# [SUPPLIED TEXT]

+---+

As previously discussed, all valid events in Ceramic include a required DAGJWS signature derived from the stream’s controlling account. While it’s possible (though logically unwise) that an application using a centralized database could fabricate data related to the accounts of its users, event streams in Ceramic are at all times controlled by the account that created the stream. Even if a Ceramic account accidentally delegates temporary write access to a malicious application that then authors inaccurate data on the controller’s behalf, the controlling account never loses admin access and can revert or overwrite those changes.

Public Verifiability

Unlike Ceramic, the origin of data (along with most accompanying information) is not accessible by design when using a centralized database, at least not in a permissionless way. The integrity of the data within a “traditional” database must therefore be assumed based on other factors requiring trust between the application’s users and the business itself. This architecture is what enables many of the business models these applications use that ultimately have free reign over how they leverage or sell user data.

Conversely, business models like advertising can be (and are currently being) built on Ceramic data, which flips this paradigm on its head. Individual users have the option to encrypt data they write to the network and have an array of tools at their disposal to enable programmatic or selective read access based on conditions they define. Businesses that want to access this data can therefore work directly with the users themselves to define the conditions under which their data can be accessed, putting the sovereignty of that data into individual users’ hands.

+---+

# [EXTRACTED INFORMATION]

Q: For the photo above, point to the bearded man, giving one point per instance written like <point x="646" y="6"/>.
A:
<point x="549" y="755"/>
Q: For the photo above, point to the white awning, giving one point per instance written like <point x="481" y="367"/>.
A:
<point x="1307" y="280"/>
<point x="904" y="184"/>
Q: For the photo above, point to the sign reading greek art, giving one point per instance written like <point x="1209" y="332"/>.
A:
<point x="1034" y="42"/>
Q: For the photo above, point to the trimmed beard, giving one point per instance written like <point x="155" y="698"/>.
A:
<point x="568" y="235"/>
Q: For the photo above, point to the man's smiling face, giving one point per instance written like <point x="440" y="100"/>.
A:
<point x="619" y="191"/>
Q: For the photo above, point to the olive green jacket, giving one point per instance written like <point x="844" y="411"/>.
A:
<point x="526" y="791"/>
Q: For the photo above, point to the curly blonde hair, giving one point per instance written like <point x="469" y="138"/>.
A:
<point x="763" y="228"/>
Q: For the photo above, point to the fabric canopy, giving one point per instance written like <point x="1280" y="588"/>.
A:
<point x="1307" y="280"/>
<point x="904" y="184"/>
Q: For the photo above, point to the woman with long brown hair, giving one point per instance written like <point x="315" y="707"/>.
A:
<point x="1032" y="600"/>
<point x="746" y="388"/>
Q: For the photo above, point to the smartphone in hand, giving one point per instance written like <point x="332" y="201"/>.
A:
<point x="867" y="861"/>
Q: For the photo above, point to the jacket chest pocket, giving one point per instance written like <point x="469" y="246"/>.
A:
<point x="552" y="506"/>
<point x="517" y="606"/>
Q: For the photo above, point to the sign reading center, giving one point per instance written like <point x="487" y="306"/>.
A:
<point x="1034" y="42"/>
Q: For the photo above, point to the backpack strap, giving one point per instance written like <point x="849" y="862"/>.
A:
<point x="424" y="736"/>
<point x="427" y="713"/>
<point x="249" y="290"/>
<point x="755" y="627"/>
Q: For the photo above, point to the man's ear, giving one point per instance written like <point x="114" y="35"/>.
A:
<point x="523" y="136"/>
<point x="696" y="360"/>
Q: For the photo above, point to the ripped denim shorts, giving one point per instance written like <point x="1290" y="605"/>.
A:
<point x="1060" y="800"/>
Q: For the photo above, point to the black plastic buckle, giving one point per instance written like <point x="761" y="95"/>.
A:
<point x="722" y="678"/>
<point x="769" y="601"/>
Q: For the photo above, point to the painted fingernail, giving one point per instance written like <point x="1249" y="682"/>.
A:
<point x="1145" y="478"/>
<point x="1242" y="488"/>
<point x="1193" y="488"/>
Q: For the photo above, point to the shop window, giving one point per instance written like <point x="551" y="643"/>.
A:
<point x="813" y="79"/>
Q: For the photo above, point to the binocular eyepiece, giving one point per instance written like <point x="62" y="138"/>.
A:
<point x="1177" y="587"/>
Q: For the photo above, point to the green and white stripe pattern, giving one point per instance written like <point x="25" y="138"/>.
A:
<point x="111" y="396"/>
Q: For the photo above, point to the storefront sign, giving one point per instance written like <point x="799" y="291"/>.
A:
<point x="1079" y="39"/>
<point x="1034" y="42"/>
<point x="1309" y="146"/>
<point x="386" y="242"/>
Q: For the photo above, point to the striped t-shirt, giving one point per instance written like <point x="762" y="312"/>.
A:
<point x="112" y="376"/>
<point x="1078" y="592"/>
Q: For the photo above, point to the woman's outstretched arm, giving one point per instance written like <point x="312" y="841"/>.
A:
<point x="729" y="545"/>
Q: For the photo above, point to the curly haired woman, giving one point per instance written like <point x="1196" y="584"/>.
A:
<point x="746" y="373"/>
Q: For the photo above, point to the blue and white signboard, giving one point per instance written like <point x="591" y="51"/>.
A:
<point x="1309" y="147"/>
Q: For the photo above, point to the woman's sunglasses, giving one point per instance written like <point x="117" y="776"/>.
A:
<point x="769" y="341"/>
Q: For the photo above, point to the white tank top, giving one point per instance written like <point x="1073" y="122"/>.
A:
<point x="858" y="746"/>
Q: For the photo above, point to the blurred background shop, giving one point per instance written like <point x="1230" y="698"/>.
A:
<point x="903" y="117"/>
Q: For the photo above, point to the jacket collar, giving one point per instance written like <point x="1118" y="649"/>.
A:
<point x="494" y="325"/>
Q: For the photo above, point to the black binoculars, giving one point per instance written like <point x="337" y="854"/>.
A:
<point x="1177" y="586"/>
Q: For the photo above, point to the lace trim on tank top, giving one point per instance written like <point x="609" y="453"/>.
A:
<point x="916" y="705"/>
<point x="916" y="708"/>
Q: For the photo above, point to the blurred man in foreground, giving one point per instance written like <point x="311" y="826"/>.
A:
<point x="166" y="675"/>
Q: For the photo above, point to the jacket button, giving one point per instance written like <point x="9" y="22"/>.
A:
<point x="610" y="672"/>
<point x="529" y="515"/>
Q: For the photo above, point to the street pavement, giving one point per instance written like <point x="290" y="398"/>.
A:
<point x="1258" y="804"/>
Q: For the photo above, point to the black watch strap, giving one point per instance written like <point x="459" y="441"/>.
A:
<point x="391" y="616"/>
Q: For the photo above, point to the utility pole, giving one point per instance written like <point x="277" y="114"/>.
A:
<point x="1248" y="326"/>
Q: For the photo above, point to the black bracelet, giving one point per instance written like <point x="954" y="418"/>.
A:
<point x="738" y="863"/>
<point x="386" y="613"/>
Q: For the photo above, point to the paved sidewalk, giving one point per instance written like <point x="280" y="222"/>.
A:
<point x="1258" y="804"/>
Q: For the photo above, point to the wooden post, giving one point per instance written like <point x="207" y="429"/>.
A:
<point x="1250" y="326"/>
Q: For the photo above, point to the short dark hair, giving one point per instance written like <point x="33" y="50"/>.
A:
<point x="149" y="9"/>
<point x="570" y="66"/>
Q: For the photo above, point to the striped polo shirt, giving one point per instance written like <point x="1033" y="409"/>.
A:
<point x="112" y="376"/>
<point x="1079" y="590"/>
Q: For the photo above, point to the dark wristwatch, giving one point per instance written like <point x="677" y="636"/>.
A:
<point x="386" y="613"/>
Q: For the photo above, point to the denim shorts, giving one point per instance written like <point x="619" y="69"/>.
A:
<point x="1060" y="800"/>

+---+

In the Ceramic text, recast the paragraph that begins "Conversely, business models like advertising" as a short bulleted list that keeps its main facts.

# [WRITTEN ANSWER]
- Business models such as advertising can be built on Ceramic data and already are, which reverses the usual paradigm.
- Users can encrypt the data they write to the network.
- Users have tools to grant programmatic or selective read access based on conditions they set.
- Businesses that want the data can work directly with users to agree on the conditions for access.
- As a result, control of the data rests with individual users.